(What you should do)
Rewrite every line of the items below as one numbered list, omitting any blank lines.

(Excerpted records)

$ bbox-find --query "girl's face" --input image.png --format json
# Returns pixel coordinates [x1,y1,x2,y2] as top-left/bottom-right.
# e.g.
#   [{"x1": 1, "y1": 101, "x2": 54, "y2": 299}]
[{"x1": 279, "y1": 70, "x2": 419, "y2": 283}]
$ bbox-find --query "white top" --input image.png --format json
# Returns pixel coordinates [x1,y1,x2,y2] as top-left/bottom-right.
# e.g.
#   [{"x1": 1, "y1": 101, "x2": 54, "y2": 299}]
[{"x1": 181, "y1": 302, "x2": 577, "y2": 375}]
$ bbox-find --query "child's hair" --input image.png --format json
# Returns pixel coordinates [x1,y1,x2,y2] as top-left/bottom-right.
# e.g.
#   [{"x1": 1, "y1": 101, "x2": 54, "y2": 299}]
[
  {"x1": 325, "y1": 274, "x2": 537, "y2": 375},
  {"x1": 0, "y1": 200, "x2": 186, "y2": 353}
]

(Full solution)
1. $ bbox-find --query "girl's face" --input image.png --format json
2. # Returns pixel coordinates [x1,y1,x2,y2] as top-left/bottom-right.
3. # e.g.
4. #   [{"x1": 1, "y1": 101, "x2": 54, "y2": 299}]
5. [{"x1": 279, "y1": 70, "x2": 419, "y2": 283}]
6. $ bbox-find --query "white top" --input image.png --format json
7. # Returns pixel coordinates [x1,y1,x2,y2] as top-left/bottom-right.
8. # e.g.
9. #   [{"x1": 1, "y1": 101, "x2": 54, "y2": 299}]
10. [{"x1": 181, "y1": 302, "x2": 577, "y2": 375}]
11. $ bbox-find --query "child's hair" --input image.png --format json
12. # Returns pixel coordinates [x1,y1,x2,y2] as top-left/bottom-right.
13. # e.g.
14. #   [{"x1": 1, "y1": 101, "x2": 54, "y2": 299}]
15. [
16.   {"x1": 325, "y1": 274, "x2": 537, "y2": 375},
17.   {"x1": 0, "y1": 200, "x2": 186, "y2": 353}
18. ]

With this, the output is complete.